| GIVEN INSTRUCTION 1 |
Collect every line of the records that contains the word "grass".

| DOCUMENT TEXT |
..............................

The Old Lemizh people were seafarers and loved mathematics and poetry. They were a proud and lofty people, but to no avail.

Phonology

Old Lemizh added y ([ɯ] or [ə]), ö and ü (both long vowels) to the vowel inventory, and lost the long vowels save ē and ī, as well as the voiced glottal fricative ɦ. n was already pronounced [ŋ] unless followed by t, d, s, or z. Probably at a late stage of Old Lemizh, gh split into the velar [ɣ] and the uvular [ʁ], although a later date for this change cannot be ruled out. Following this, the palatals were merged with the velars.

As in Proto-Lemizh, accent fell on the penultimate, or on a long vowel or diphthong if present. Old Lemizh definitely had stress accent.

Morphology and syntax

The language had highly regular grammatical endings. Verbal endings encoded tense, person, number and voice; participles were inflected for tense, voice and comparison; and nouns, for case and number. Many nouns were derived from verbs by a simple exchange of the ending. Adjectives were lost early on, being replaced with participles (‘white’ > ‘being white’). Pronouns and a variety of particles completed the word inventory.

..............................

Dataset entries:
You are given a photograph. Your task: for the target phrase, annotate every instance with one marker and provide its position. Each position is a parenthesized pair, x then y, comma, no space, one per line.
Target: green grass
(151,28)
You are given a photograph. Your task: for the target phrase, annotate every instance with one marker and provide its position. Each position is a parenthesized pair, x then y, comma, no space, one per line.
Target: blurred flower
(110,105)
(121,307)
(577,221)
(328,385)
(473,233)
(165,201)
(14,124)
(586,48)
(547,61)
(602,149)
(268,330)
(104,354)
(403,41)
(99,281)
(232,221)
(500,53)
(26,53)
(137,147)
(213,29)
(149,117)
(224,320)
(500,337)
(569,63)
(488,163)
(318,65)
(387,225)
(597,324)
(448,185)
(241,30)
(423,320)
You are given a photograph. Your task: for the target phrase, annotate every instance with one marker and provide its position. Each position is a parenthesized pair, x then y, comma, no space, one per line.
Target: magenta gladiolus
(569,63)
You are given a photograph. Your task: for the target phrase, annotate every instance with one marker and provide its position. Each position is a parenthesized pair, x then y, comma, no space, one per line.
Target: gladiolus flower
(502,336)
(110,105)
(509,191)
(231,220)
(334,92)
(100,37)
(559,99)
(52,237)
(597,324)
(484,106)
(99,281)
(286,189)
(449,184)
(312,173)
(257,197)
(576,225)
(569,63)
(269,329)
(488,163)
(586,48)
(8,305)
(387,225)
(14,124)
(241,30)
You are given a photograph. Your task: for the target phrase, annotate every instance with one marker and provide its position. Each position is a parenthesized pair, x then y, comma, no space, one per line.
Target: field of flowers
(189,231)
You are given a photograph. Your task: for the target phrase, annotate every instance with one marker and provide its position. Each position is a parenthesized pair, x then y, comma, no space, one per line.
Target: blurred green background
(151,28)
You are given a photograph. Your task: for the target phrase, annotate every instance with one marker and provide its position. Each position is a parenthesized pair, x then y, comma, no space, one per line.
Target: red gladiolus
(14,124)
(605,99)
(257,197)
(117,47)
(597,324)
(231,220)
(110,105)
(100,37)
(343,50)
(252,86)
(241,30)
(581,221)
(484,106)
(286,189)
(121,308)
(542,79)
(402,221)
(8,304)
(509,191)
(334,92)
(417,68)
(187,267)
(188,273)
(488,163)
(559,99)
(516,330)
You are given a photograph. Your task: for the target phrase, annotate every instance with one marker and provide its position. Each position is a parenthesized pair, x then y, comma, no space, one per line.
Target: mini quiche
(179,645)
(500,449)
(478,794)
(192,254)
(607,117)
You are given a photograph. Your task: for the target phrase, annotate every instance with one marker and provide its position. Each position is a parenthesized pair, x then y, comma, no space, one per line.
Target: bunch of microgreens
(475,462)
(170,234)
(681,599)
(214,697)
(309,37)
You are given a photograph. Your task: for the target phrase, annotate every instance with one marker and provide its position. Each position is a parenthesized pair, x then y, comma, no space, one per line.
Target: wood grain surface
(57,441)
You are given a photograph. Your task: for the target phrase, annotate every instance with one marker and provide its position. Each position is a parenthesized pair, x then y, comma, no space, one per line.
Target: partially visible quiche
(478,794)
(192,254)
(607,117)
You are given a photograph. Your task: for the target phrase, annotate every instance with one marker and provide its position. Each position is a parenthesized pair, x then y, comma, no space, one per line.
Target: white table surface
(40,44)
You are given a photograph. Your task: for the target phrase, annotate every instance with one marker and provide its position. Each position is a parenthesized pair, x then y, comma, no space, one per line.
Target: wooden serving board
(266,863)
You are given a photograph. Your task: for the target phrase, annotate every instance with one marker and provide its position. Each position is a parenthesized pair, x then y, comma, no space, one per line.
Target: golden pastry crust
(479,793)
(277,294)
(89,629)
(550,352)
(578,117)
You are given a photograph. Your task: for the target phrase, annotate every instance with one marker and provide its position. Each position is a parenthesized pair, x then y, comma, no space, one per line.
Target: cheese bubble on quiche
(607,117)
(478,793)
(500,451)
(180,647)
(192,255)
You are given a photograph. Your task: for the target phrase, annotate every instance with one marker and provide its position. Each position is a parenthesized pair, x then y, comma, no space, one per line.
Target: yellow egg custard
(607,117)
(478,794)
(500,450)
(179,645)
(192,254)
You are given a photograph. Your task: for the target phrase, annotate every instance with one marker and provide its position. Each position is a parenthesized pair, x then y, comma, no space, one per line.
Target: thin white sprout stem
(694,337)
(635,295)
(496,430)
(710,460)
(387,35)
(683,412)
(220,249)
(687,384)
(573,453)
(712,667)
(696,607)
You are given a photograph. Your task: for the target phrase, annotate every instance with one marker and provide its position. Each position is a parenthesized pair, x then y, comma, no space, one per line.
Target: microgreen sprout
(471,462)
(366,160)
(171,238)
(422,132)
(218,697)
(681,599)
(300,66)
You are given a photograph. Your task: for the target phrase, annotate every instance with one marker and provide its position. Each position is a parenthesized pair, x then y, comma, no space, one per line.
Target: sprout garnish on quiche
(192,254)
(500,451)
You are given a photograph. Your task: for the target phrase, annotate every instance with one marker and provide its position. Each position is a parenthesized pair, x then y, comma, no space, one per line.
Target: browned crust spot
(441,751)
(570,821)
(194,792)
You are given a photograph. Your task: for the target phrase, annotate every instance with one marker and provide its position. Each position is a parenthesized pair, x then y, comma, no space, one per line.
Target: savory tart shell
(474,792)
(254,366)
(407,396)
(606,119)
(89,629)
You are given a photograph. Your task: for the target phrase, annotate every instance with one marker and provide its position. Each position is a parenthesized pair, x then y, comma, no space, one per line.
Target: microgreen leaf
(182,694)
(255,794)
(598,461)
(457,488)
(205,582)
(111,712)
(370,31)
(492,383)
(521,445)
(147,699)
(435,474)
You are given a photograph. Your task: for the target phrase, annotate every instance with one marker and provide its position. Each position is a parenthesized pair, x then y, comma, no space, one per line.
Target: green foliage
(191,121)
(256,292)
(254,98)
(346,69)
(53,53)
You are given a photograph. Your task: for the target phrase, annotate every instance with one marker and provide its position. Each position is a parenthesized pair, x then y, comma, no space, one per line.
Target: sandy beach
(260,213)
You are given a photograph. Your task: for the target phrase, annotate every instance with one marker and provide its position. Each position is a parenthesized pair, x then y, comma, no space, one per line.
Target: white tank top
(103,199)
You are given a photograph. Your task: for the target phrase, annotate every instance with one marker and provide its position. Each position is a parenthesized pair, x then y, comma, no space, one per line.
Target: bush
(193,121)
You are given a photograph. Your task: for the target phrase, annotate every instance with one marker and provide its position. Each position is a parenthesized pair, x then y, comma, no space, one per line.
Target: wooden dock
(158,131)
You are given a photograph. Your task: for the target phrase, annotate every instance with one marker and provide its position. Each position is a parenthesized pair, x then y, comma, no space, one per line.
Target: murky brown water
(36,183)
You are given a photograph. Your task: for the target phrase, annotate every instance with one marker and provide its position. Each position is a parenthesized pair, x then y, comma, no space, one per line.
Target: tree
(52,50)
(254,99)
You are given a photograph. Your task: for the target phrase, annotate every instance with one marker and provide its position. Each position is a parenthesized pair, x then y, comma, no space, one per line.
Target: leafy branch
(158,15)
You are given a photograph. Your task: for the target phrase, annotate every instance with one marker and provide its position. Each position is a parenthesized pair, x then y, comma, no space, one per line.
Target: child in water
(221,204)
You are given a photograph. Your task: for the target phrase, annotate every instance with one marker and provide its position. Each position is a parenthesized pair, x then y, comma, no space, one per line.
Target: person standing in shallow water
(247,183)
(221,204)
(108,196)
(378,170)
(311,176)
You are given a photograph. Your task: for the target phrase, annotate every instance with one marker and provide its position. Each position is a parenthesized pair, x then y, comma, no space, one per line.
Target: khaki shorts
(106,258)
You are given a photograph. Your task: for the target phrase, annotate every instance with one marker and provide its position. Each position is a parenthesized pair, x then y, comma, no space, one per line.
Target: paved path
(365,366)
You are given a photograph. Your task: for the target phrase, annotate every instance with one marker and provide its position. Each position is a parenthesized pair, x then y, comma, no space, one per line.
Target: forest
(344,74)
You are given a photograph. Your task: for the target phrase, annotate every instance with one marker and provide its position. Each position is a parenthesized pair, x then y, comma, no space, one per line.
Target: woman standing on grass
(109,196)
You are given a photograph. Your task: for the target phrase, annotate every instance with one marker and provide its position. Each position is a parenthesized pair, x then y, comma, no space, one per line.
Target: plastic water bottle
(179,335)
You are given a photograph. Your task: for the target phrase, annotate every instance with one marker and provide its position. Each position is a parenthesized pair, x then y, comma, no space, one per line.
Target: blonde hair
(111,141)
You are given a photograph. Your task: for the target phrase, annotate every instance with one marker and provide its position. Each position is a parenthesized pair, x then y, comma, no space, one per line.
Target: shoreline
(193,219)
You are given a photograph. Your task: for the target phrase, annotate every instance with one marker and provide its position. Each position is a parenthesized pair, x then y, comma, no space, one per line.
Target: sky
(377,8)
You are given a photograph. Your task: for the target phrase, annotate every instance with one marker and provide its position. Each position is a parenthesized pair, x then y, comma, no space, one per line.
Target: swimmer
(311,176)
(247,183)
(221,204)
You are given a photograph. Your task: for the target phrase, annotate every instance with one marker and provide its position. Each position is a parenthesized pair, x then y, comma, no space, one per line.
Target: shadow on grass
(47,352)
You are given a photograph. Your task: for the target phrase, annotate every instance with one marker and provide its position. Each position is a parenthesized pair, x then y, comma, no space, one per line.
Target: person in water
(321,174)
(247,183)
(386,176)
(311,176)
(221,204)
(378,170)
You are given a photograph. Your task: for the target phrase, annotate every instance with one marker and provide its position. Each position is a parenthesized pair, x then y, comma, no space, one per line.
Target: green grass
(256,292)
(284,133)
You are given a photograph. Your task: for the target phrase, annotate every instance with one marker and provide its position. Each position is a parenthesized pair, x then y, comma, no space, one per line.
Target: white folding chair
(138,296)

..............................

| GIVEN INSTRUCTION 2 |
Using the text on Old Lemizh, decide whether each statement agrees with it, and answer yes or no with the deciding words quoted exactly. (a) Old Lemizh had stress accent. (b) Old Lemizh kept all of its long vowels. (c) Old Lemizh nouns were inflected for tense.

| WRITTEN SOLUTION 1 |
Target: green grass
Target: woman standing on grass
Target: shadow on grass
Target: green grass

| WRITTEN SOLUTION 2 |
(a) Yes: "Old Lemizh definitely had stress accent."
(b) No: "lost the long vowels save ē and ī"
(c) No: "and nouns, for case and number."